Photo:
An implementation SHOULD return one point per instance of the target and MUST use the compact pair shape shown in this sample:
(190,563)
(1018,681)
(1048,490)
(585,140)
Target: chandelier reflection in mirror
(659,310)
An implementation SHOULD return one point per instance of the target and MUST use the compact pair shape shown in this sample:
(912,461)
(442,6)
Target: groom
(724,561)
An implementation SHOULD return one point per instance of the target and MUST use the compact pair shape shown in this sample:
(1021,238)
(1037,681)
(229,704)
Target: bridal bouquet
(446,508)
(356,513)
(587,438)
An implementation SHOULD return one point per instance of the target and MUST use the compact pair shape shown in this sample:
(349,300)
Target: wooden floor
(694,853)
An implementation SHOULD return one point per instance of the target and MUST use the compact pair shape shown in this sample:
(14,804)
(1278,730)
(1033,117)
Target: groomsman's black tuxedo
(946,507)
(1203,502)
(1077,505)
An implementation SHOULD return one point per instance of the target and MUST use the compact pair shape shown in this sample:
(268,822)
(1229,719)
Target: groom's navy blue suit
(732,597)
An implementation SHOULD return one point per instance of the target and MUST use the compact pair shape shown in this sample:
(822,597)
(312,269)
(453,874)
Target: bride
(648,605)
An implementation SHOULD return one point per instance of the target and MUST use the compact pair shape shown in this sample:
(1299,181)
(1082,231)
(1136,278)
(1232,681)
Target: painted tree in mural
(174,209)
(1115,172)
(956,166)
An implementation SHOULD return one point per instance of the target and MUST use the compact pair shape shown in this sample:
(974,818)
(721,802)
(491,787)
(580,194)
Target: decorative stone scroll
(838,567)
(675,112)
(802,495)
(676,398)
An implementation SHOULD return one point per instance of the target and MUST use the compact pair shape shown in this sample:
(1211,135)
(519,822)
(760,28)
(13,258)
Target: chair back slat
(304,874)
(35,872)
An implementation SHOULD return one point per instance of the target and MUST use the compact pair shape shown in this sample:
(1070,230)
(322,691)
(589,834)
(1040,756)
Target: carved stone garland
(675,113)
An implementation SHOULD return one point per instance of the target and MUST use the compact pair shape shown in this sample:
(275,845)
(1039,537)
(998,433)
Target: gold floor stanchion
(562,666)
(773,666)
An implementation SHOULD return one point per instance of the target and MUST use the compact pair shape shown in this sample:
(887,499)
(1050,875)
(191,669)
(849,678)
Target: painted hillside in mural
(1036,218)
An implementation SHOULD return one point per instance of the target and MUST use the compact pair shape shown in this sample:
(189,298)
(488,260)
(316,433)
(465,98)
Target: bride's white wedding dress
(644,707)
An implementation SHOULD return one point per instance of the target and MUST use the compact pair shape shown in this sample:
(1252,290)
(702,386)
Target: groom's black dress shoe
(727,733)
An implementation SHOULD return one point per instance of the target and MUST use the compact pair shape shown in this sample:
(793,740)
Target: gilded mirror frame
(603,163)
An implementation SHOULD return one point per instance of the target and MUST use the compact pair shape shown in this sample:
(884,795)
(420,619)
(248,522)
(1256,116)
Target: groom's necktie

--------

--- Task details ---
An exact reproduction of all the records is required.

--- Your solution ---
Photo:
An implementation SHOULD return one point per instance of the target and MUST use the compact pair shape shown in this sample:
(190,563)
(1018,681)
(1048,490)
(585,140)
Target: chandelier reflection in mirror
(659,310)
An implementation SHOULD return one point per instance of the target and MUST use the compact pair shape shown in this sample:
(912,461)
(442,6)
Target: groom
(724,561)
An implementation SHOULD return one point per instance of the target and MUST use the compact pair shape shown in this sample:
(1021,238)
(1037,681)
(229,704)
Target: bridal bouquet
(446,508)
(356,513)
(587,438)
An implementation SHOULD return one point per instance of the target and MUST use the compact pair shape shown in this sample:
(349,300)
Target: wooden floor
(694,853)
An implementation SHOULD return one point per instance of the target and MUST use the compact pair shape shown in this sample:
(14,804)
(1278,730)
(1033,117)
Target: groomsman's black tuxedo
(946,507)
(1203,502)
(1077,505)
An implementation SHOULD return one point per instance of the target and MUST use the compact pair shape shown in this sample:
(268,822)
(1229,719)
Target: groom's navy blue suit
(732,597)
An implementation SHOULD return one point per instance of the target and MUST use the compact pair shape shown in this sample:
(822,597)
(312,269)
(453,874)
Target: bride
(648,605)
An implementation SHOULD return one point per instance of the target and MUST use the compact pair shape shown in this sample:
(1299,181)
(1082,231)
(1136,278)
(1232,681)
Target: painted tree in mural
(174,209)
(1115,172)
(956,166)
An implementation SHOULD return one point per instance of the target and MUST use the compact pair shape shown in this sample:
(974,818)
(721,802)
(491,787)
(580,194)
Target: decorative stone scroll
(838,567)
(675,112)
(802,495)
(676,398)
An implementation SHOULD return one point per instance of the target and MUST use the compact pair shape shown in this sample:
(1211,135)
(519,822)
(760,28)
(13,258)
Target: chair back slat
(304,874)
(35,872)
An implementation SHOULD return one point per instance of the target and MUST use the compact pair shape shown in this sample:
(1070,230)
(322,691)
(589,834)
(1040,756)
Target: carved stone garland
(675,113)
An implementation SHOULD return one point per instance of the target and MUST use the compact pair shape shown in this sample:
(275,845)
(1039,537)
(998,433)
Target: gold floor stanchion
(562,666)
(773,666)
An implementation SHOULD return one point per instance of the target and MUST use the compact pair shape shown in this sample:
(887,499)
(1050,875)
(191,669)
(849,678)
Target: painted hillside in mural
(1036,218)
An implementation SHOULD return one point per instance of the target and MUST use the compact pair shape shown in this sample:
(189,298)
(488,260)
(316,433)
(465,98)
Target: bride's white wedding dress
(644,707)
An implementation SHOULD return one point per instance of the target and MUST use the compact pair shape shown in this sample:
(1252,290)
(702,386)
Target: groom's black dress shoe
(727,733)
An implementation SHOULD return one point per instance of the target and MUST use the compact pair shape shown in this sample:
(793,740)
Target: gilded mirror frame
(603,163)
An implementation SHOULD return one point per instance of the target and MUST use the compact pair shape shown in this sample:
(884,795)
(420,619)
(248,522)
(1256,116)
Target: groom's necktie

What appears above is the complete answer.